BEGIN TEXT

Empirical claims being an entire branch of philosophy. Proving that you're "axiom" isn't primary and it IS reducable and must be reduced if we are to base any knowledge off of it.


Duuuuuude... I cannot believe what you did here...
Would you like to see the whole quote including the bit you cut out?
Strafio wrote:
You're right that more complex questions can't be directly answered by a linguistic analysis, especially ones that involve empirical claims. However, the methods we use to go about tackling such questions are all rooted in the foundations of philosophy that are summed up by our linguistic capabilities.

What I conceded was that empirical claims don't follow a priori from my foundations. It's not a big concession because empirical claims aren't supposed to follow a priori from philosophical foundations. What do follow a priori from philosophical foundations are the methods on how to go about dealing with and organizing empirical experience. Now, unless you think that our empirical truths should follow a priori from our foundations then I don't think we have a problem here.

cheezues wrote:
All you've said is that philosophy has nothing to do with living. Living is "beside the point" lets philosophize! Get real please.

Also, you keep talking about the base of philosophy, and you seem to disconnect that basis from being something outside of human beings. I think that if the basis of philosophy is something exclusive to humanity then it's hardly objective nor comprehensive.


You've completely misunderstood me but seeing as my attempts to lay out my philosophy were brief, it's perhaps not your fault. I'm sure you're familiar with Descartes Meditations where he came out with the 'Cogito Ergo Sum' statement, where he was looking for a foundation to his philosophy, the ultimate standard by which his other beliefs could be measured. The foundations that he could infer his other beliefs from. This is what we're both doing here.

I don't know how you manage to get a Philosophy out of your axioms as you've already admitted that you can't infer language from them, but I'll let you lay out your system in full later. Here I'll explain how I start with "Language is as I understand it" and build the rest of philosophy from it.

END TEXT

YOUR OBJECTIVE:
Using the philosophy debate above, answer the following, numbering your answers to match.
1. What did the writer concede about empirical claims?
2. What statement did Descartes come out with in his Meditations?
3. What statement does the writer start with to build the rest of philosophy?

BEGIN PROVIDED INFORMATION

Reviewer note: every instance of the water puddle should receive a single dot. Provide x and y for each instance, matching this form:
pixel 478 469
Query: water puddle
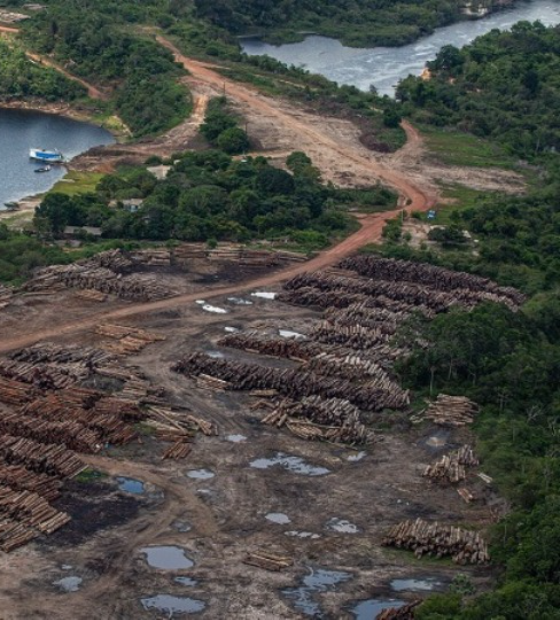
pixel 298 534
pixel 342 526
pixel 288 333
pixel 181 526
pixel 167 557
pixel 320 580
pixel 173 604
pixel 130 485
pixel 278 517
pixel 236 438
pixel 239 301
pixel 370 608
pixel 185 581
pixel 215 309
pixel 293 464
pixel 439 439
pixel 200 474
pixel 69 584
pixel 415 585
pixel 354 458
pixel 264 295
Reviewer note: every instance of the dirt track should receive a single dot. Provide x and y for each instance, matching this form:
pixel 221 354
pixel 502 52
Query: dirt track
pixel 413 196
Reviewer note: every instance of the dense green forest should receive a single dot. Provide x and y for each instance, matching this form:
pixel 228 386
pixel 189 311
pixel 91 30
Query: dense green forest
pixel 20 254
pixel 143 73
pixel 357 22
pixel 111 44
pixel 98 42
pixel 20 78
pixel 505 86
pixel 210 196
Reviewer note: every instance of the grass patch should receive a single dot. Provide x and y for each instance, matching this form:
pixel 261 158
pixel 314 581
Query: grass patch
pixel 90 475
pixel 460 198
pixel 462 149
pixel 75 183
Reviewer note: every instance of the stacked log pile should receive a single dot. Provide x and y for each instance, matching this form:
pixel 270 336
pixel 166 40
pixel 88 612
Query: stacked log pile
pixel 452 467
pixel 152 257
pixel 352 336
pixel 47 352
pixel 425 538
pixel 294 383
pixel 367 316
pixel 89 294
pixel 127 340
pixel 378 268
pixel 450 411
pixel 268 561
pixel 115 260
pixel 30 477
pixel 178 427
pixel 255 342
pixel 87 275
pixel 313 417
pixel 14 392
pixel 50 459
pixel 353 367
pixel 21 479
pixel 83 421
pixel 309 296
pixel 406 612
pixel 233 253
pixel 49 366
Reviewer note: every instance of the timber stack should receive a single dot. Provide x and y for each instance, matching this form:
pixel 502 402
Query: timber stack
pixel 452 467
pixel 378 268
pixel 435 539
pixel 127 340
pixel 88 275
pixel 234 253
pixel 330 419
pixel 293 383
pixel 254 342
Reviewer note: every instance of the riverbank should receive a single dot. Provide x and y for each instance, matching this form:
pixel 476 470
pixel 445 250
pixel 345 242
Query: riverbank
pixel 112 123
pixel 384 67
pixel 377 29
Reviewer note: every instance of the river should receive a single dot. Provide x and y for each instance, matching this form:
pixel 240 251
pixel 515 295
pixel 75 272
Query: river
pixel 22 130
pixel 383 67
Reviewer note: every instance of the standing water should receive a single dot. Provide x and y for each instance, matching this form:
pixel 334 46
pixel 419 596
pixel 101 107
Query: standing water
pixel 23 130
pixel 383 67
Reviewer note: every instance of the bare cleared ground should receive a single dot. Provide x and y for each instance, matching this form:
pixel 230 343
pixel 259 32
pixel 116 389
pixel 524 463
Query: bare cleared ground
pixel 227 512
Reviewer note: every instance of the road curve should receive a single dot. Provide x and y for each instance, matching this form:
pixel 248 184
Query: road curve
pixel 412 196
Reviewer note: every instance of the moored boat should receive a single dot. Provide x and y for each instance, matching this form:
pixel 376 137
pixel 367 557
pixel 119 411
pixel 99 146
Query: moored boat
pixel 46 155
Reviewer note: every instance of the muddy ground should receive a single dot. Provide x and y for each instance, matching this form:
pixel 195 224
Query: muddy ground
pixel 221 515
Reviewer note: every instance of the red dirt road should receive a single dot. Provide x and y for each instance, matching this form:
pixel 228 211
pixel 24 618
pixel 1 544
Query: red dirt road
pixel 413 197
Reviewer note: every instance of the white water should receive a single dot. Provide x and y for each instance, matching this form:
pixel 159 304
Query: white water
pixel 383 67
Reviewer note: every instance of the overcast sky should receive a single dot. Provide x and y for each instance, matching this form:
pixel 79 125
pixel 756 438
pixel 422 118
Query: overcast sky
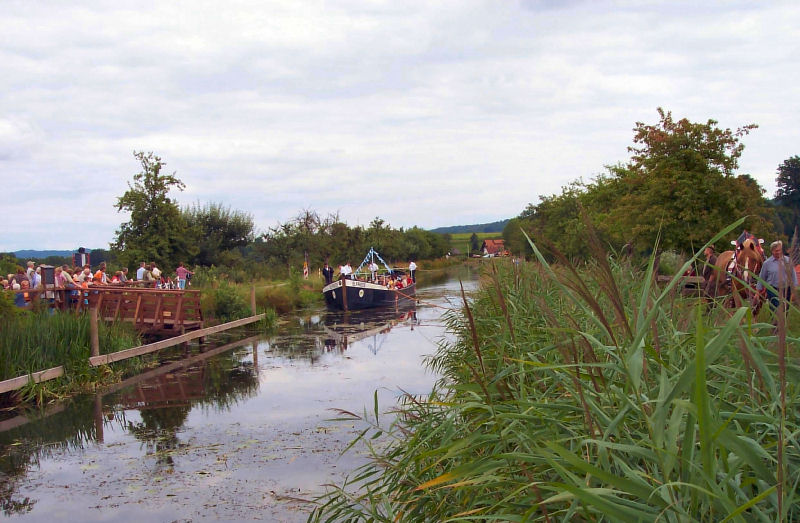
pixel 422 113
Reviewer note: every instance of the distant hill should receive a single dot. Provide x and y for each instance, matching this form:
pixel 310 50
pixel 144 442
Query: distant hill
pixel 480 227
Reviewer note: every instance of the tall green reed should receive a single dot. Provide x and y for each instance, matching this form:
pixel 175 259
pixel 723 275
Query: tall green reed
pixel 35 341
pixel 589 393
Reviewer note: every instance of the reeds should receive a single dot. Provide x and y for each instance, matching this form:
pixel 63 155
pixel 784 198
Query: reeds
pixel 604 398
pixel 34 341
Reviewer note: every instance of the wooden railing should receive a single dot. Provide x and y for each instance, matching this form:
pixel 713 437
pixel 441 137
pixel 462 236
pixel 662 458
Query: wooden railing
pixel 152 311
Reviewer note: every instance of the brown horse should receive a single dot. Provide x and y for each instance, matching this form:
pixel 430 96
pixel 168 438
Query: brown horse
pixel 735 272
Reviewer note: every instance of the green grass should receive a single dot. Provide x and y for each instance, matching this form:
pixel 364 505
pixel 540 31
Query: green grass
pixel 460 240
pixel 589 394
pixel 35 341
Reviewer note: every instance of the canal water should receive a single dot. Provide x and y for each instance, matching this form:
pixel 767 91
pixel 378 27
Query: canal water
pixel 242 429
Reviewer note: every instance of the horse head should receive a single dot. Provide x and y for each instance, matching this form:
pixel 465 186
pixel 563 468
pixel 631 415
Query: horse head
pixel 750 258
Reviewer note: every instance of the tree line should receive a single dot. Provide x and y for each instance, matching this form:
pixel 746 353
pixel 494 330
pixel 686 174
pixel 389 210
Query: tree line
pixel 680 186
pixel 214 235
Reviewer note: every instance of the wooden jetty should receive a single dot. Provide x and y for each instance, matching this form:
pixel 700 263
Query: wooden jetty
pixel 159 312
pixel 152 311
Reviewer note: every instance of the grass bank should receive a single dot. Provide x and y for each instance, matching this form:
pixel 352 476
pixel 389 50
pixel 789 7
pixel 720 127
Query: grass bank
pixel 39 340
pixel 590 394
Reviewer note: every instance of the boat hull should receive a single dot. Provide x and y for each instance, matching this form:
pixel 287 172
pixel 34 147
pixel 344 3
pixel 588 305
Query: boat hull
pixel 348 295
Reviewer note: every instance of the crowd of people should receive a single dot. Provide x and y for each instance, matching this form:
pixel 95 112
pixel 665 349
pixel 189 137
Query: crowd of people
pixel 74 278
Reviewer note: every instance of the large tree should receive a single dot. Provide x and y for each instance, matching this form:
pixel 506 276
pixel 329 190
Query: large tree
pixel 787 197
pixel 222 232
pixel 156 230
pixel 680 184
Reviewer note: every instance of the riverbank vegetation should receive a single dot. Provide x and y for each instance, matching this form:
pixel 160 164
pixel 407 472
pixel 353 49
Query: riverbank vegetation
pixel 680 184
pixel 589 393
pixel 32 341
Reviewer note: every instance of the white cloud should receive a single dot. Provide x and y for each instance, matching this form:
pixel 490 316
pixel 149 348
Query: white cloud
pixel 422 113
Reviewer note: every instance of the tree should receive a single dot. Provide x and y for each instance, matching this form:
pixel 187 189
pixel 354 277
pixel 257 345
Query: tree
pixel 787 197
pixel 156 230
pixel 474 243
pixel 679 185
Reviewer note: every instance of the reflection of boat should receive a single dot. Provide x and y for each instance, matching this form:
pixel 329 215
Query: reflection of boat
pixel 364 290
pixel 343 329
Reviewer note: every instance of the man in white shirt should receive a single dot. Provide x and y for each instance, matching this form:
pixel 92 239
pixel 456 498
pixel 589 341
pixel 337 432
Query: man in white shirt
pixel 346 270
pixel 140 271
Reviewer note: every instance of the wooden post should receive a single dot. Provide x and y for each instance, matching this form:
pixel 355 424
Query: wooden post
pixel 255 356
pixel 98 417
pixel 95 337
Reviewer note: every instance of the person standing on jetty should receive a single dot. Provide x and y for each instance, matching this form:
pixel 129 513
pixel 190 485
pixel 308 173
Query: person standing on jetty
pixel 778 272
pixel 182 273
pixel 140 271
pixel 327 273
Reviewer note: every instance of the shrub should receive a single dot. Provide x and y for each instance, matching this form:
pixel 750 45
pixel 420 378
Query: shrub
pixel 225 303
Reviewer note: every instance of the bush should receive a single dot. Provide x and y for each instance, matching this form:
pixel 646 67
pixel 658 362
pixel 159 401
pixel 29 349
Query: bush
pixel 225 303
pixel 669 263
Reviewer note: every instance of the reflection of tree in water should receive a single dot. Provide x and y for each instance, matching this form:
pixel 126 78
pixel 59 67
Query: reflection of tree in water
pixel 226 380
pixel 24 446
pixel 158 430
pixel 218 383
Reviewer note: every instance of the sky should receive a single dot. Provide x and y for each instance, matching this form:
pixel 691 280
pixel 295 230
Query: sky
pixel 421 113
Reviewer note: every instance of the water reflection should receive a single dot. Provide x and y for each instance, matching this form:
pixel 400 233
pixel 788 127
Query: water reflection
pixel 208 402
pixel 332 332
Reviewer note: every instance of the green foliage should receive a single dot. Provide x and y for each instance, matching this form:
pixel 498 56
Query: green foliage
pixel 221 232
pixel 8 264
pixel 225 303
pixel 461 241
pixel 670 262
pixel 284 246
pixel 7 308
pixel 679 186
pixel 787 197
pixel 156 230
pixel 31 342
pixel 588 394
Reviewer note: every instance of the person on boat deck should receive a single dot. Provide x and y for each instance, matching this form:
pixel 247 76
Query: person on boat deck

END PROVIDED INFORMATION

WRITTEN RESPONSE:
1. Empirical claims don't follow a priori from the writer's foundations.
2. 'Cogito Ergo Sum'
3. "Language is as I understand it"